┌─ Records for this exercise

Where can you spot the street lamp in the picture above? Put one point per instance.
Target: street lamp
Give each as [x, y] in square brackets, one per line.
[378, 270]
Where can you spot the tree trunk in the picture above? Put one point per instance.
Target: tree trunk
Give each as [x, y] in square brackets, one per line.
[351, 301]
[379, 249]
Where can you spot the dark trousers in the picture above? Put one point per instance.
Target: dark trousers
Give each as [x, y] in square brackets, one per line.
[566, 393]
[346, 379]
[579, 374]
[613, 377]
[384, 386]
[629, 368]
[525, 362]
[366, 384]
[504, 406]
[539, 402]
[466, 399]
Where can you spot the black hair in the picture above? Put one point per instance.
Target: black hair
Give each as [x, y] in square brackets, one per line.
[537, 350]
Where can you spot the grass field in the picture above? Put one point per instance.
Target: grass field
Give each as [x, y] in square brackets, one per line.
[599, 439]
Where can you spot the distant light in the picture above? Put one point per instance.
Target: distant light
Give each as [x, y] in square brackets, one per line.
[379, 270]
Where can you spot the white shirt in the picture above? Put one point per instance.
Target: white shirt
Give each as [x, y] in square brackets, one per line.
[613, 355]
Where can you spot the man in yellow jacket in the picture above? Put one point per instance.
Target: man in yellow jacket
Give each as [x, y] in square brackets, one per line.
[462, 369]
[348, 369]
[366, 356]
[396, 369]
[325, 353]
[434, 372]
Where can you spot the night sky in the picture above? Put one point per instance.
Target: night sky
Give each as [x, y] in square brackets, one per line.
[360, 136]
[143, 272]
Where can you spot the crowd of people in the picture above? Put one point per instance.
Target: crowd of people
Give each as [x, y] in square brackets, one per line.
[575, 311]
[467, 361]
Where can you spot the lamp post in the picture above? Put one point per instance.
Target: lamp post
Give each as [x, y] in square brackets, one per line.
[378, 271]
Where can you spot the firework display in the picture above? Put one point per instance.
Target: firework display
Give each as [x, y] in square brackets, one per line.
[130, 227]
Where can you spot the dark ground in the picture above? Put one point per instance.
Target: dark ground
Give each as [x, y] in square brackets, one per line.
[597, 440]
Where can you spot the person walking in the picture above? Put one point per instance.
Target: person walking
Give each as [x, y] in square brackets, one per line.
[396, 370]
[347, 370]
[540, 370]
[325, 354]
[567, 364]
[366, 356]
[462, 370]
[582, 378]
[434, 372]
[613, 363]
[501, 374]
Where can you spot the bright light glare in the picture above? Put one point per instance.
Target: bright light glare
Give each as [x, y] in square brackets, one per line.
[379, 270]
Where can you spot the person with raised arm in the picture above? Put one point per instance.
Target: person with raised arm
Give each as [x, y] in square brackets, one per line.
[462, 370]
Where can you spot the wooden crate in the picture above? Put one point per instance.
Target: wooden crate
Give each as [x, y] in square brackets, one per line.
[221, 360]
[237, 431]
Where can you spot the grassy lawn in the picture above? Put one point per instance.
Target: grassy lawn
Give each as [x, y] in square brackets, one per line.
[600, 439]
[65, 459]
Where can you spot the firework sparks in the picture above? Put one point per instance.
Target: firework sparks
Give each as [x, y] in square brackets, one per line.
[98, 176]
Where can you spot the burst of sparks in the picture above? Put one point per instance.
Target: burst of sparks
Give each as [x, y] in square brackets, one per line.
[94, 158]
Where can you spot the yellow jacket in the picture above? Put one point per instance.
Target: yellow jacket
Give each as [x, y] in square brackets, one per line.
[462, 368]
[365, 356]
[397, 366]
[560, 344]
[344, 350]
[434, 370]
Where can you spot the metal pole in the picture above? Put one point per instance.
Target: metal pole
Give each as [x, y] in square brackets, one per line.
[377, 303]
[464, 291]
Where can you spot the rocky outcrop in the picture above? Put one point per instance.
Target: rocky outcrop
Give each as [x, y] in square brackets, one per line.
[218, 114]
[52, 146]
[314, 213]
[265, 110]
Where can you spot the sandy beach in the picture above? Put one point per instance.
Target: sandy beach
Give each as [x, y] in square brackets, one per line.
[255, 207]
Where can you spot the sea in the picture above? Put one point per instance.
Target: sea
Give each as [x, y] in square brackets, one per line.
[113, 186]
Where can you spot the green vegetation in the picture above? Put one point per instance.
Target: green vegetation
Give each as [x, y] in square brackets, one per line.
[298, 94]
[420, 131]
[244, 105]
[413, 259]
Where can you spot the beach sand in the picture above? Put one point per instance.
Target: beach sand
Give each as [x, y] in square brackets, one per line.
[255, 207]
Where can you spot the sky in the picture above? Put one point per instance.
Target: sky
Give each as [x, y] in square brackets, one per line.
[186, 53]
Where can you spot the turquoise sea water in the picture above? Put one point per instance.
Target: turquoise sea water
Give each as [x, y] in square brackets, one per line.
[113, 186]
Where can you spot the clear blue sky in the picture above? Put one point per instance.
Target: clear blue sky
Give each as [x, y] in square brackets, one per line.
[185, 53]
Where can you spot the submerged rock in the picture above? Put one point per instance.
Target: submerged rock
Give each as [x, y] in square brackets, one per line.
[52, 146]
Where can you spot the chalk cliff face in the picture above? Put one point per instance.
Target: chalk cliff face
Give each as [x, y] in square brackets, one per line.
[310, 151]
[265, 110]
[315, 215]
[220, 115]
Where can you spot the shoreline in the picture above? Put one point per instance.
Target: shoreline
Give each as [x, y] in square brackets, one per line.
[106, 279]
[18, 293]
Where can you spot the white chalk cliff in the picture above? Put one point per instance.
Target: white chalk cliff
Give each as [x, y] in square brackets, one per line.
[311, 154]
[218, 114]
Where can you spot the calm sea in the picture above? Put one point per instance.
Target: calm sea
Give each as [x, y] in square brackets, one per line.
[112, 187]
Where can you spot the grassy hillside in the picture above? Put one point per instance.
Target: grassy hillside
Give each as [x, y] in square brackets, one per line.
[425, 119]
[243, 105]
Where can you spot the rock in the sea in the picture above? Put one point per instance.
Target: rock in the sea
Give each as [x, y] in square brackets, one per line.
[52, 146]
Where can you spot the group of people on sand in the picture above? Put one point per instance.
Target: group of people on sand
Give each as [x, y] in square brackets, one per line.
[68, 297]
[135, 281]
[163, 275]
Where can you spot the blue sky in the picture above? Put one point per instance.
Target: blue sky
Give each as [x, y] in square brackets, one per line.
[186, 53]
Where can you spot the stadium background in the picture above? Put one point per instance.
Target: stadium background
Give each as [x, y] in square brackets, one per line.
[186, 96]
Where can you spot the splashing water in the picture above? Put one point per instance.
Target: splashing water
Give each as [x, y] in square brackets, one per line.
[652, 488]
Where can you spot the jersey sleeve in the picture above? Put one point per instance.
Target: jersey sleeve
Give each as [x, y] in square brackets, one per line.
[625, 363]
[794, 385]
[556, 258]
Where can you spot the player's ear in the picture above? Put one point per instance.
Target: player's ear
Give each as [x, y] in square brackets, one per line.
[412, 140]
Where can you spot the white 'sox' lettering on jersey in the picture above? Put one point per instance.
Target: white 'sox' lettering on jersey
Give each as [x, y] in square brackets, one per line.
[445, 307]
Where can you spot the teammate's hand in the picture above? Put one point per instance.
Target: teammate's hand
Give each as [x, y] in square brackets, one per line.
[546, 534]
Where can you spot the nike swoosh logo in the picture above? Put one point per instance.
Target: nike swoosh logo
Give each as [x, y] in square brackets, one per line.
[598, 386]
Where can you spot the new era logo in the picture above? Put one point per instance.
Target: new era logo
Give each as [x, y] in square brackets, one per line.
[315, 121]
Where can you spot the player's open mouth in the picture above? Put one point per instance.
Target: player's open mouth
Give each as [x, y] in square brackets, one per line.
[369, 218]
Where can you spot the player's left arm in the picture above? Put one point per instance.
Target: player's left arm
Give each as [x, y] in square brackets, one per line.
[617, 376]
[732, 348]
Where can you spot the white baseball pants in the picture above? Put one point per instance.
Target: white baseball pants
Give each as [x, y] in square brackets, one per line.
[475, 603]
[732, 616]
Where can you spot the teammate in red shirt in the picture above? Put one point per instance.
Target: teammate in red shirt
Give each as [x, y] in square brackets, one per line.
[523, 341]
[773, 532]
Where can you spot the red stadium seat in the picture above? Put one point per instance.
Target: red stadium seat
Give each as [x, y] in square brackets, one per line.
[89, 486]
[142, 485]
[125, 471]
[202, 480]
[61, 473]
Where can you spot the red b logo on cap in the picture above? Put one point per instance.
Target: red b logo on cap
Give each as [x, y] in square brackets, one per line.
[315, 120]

└─

Directions for this task.
Your task is to output exactly the lines running from the one with "Where can you spot the player's open" through the final line of the material above, with both ends included.

Exercise output.
Where can you spot the player's open mouth in the picture above? Put one point per instance.
Target: player's open mouth
Give each as [x, y] in square brackets, one per line.
[369, 218]
Where can you spot the player's left arm in the picture above? Put one point per instance.
Target: player's left arm
Give each as [x, y] in square brackets, one per line.
[617, 376]
[732, 348]
Where can you spot the white baseball pants in the picture above? Put one point per instance.
Target: white baseball pants
Give each as [x, y] in square brackets, one per line.
[475, 603]
[732, 616]
Where can you spot the teammate in red shirt in the picture above? Put one point per instance.
Target: teammate in red shirt
Give each as [x, y] in square brackets, one per line.
[523, 341]
[773, 532]
Where can you spot the red stadium seat in the picture above? Put one point per instance.
Target: red stadium seat
Give each as [x, y] in square brackets, one per line.
[89, 486]
[142, 485]
[125, 471]
[202, 480]
[61, 473]
Where can you spot the red b logo on cap in the picture above? Put one point per instance.
Target: red b logo on cap
Give each as [x, y] in square brackets, one per line.
[315, 120]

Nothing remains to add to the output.